Transcribe every one of the entries below line for line, changing nothing.

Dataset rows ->

..............................

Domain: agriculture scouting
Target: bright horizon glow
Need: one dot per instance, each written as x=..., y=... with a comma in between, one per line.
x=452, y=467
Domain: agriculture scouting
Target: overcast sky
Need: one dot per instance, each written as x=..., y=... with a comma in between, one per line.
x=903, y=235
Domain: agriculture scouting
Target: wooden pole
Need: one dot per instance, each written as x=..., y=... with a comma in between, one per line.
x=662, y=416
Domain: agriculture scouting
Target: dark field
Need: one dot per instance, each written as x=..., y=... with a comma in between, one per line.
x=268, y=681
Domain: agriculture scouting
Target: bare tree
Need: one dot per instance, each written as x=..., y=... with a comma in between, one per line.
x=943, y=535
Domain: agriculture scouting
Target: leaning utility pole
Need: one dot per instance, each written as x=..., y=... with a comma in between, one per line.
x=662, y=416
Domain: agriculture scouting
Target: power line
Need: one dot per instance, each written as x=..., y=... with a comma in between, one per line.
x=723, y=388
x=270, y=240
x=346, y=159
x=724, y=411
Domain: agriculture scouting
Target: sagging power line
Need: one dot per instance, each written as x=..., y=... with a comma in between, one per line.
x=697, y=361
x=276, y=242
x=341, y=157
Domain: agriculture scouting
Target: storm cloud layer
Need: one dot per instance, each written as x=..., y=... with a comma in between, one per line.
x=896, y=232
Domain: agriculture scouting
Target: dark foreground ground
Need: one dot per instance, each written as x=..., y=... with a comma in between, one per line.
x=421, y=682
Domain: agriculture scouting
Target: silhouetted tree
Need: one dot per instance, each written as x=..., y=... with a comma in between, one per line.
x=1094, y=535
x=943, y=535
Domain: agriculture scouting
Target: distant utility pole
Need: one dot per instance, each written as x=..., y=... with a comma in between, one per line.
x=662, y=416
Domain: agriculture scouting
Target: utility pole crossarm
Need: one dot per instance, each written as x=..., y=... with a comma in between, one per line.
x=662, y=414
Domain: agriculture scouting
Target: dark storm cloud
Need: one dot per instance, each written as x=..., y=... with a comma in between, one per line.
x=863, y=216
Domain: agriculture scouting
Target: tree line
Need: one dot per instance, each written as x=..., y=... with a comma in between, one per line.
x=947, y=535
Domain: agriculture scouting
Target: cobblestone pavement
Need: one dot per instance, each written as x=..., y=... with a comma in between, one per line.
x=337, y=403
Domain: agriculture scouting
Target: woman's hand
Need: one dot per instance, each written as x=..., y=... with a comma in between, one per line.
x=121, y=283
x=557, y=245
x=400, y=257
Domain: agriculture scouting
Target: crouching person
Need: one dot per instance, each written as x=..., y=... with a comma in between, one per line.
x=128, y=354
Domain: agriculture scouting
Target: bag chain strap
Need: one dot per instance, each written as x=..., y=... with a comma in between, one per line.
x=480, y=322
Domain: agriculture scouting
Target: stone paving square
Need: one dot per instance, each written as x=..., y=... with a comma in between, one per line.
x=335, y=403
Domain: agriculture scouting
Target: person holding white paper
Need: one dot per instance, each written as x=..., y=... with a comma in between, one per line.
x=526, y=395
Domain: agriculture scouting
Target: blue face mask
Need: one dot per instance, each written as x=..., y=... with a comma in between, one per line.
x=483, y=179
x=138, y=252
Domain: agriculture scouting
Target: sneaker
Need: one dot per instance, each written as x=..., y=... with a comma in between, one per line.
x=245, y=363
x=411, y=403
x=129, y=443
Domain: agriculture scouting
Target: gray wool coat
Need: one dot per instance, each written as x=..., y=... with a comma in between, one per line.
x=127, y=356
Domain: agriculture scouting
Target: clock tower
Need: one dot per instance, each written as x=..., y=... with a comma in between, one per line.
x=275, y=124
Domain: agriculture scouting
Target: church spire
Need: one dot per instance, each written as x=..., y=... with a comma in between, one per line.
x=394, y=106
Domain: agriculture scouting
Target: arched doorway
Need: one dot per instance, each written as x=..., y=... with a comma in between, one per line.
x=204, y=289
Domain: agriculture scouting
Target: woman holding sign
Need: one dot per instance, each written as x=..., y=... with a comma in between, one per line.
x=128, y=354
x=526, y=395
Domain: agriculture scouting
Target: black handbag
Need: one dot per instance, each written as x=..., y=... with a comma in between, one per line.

..............................

The completed task ->
Domain: agriculture scouting
Target: bright horizon glow
Need: one dot per instance, each written as x=..., y=... with a comma in between, one per line.
x=452, y=467
Domain: agriculture scouting
Target: overcast sky
Need: one dot per instance, each written as x=..., y=... with a comma in between, one per line.
x=903, y=235
Domain: agriculture scouting
Target: wooden pole
Need: one dot per instance, each written as x=..., y=... with a comma in between, one per line.
x=662, y=416
Domain: agriculture scouting
Target: dark field
Need: one dot per instance, each written as x=..., y=... with a comma in between, one per line.
x=268, y=681
Domain: agriculture scouting
Target: bare tree
Need: one dot per instance, each written as x=..., y=... with a comma in between, one per line.
x=943, y=535
Domain: agriculture scouting
Target: leaning utility pole
Need: one dot per instance, each written as x=..., y=... with a comma in between, one per line.
x=662, y=416
Domain: agriculture scouting
Target: power line
Need: one dot per instance, each written as x=..., y=... with a comma in between, one per line.
x=723, y=388
x=270, y=240
x=346, y=159
x=724, y=411
Domain: agriculture scouting
Target: sagging power line
Need: one dot per instance, each written as x=..., y=... with a comma in between, one per line.
x=697, y=361
x=276, y=242
x=341, y=157
Domain: agriculture scouting
Target: storm cloud layer
Need: one dot per instance, each written as x=..., y=... with a comma in between, one per line.
x=896, y=232
Domain: agriculture scouting
Target: dark foreground ground
Need: one dot per instance, each written as x=..., y=... with a comma in between, one per line.
x=421, y=682
Domain: agriculture scouting
Target: silhouetted tree
Need: one dot per instance, each written as x=..., y=... with a comma in between, one per line.
x=1094, y=535
x=943, y=535
Domain: agriculture scouting
Target: distant utility pole
Need: one dot per instance, each written as x=..., y=... with a comma in between, one per line.
x=662, y=416
Domain: agriculture scouting
Target: utility pole crossarm
Need: one dot per instance, each written as x=..., y=... with a comma in between, one per line.
x=662, y=414
Domain: agriculture scouting
Target: dark storm cloud
Need: one dot per instance, each written as x=..., y=... with a comma in between, one per line.
x=863, y=216
Domain: agriculture scouting
Target: tree line
Need: one dot per instance, each written as x=..., y=... with a comma in between, one per line.
x=947, y=535
Domain: agriculture scouting
Target: cobblestone pavement
Need: one dot per instance, each written as x=..., y=... with a comma in between, one per line.
x=337, y=403
Domain: agriculture scouting
Target: woman's hand
Need: one dot per instance, each written as x=..., y=... with a comma in between, one per line.
x=121, y=283
x=557, y=245
x=400, y=257
Domain: agriculture scouting
Target: crouching person
Need: one dot per instance, each written as x=..., y=... with a comma in between, one per line.
x=128, y=354
Domain: agriculture scouting
Target: bag chain strap
Need: one dot per instance, each written as x=..., y=... with a comma in between, one per line.
x=480, y=322
Domain: agriculture scouting
Target: stone paving square
Need: one dot per instance, each written as x=..., y=... with a comma in between, one per line.
x=335, y=403
Domain: agriculture scouting
Target: person holding white paper
Need: one dot per instance, each written as x=..., y=... with a comma in between, one per line.
x=526, y=395
Domain: agriculture scouting
Target: blue face mask
Need: one dot per instance, each written as x=..., y=... with a comma in between, one per line.
x=483, y=179
x=138, y=252
Domain: agriculture scouting
Target: sneaker
Need: one dot per instance, each written as x=..., y=... with a comma in between, one per line.
x=245, y=363
x=411, y=403
x=129, y=443
Domain: agriculture scouting
Target: gray wool coat
Need: one dot per instance, each written as x=..., y=... with a comma in between, one per line.
x=127, y=356
Domain: agriculture scouting
Target: clock tower
Need: one dot per instance, each written as x=..., y=... with a comma in between, one per line.
x=275, y=124
Domain: agriculture scouting
Target: church spire
Need: one dot per instance, each written as x=..., y=... with a comma in between, one per line.
x=394, y=106
Domain: agriculture scouting
Target: arched doorway
Need: one dot per instance, each written as x=..., y=... with a comma in between, one per line.
x=204, y=289
Domain: agriculture scouting
Target: woman holding sign
Need: one dot per instance, each written as x=..., y=... with a comma in between, one per line.
x=128, y=354
x=526, y=395
Domain: agriculture scouting
Target: black handbag
Need: one dot per instance, each written as x=..., y=... with a comma in between, one per line.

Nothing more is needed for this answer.